Film & Documentaries
1968. Talk about a benchmark year in the world of film history. This year introduced classics like director George Romero's Night of the Living Dead, a film that would be remade countless times over the next few decades. Who can forget iconoclast Stanley Kubrick's dazzling and memorable 2001: A Space Odyssey, the sexy sci-fi classic Barbarella, and the timeless satanic horror film Rosemary's Baby. The top grossing films in 1968 included: The Graduate, Guess Who's Coming to Dinner, Bonnie and Clyde, Planet of the Apes, and Yours, Mine, and Ours. Moviegoers were introduced to a new style of visually stringent social commentary dubbed cinéma-vérité, a genre without rules or boundaries that truly captured the spirit of the 60's. Seminal films such as Frederick Wiseman's High School, Agnes Varda's Black Panthers, Santiago Alvarez's LBJ, and the Maysles' Salesman all stirred the psyche of moviegoers everywhere and inspired documentary filmmaking to break boundaries ever since. The 60's introduced us to new genres, and new stars were born while the creativity and innovation of a decade culminated in a box office explosion.

DATA EXTRACT:

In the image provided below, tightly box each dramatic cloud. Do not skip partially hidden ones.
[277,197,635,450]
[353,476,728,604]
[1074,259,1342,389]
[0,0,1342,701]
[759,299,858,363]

SET TASK 1:
Please repeat the whole text about the films of 1968 above, unchanged.
SET TASK 2:
Duplicate every one of the entries above, line by line and without any change.

EXPECTED OUTPUT 1:
Film & Documentaries
1968. Talk about a benchmark year in the world of film history. This year introduced classics like director George Romero's Night of the Living Dead, a film that would be remade countless times over the next few decades. Who can forget iconoclast Stanley Kubrick's dazzling and memorable 2001: A Space Odyssey, the sexy sci-fi classic Barbarella, and the timeless satanic horror film Rosemary's Baby. The top grossing films in 1968 included: The Graduate, Guess Who's Coming to Dinner, Bonnie and Clyde, Planet of the Apes, and Yours, Mine, and Ours. Moviegoers were introduced to a new style of visually stringent social commentary dubbed cinéma-vérité, a genre without rules or boundaries that truly captured the spirit of the 60's. Seminal films such as Frederick Wiseman's High School, Agnes Varda's Black Panthers, Santiago Alvarez's LBJ, and the Maysles' Salesman all stirred the psyche of moviegoers everywhere and inspired documentary filmmaking to break boundaries ever since. The 60's introduced us to new genres, and new stars were born while the creativity and innovation of a decade culminated in a box office explosion.

EXPECTED OUTPUT 2:
In the image provided below, tightly box each dramatic cloud. Do not skip partially hidden ones.
[277,197,635,450]
[353,476,728,604]
[1074,259,1342,389]
[0,0,1342,701]
[759,299,858,363]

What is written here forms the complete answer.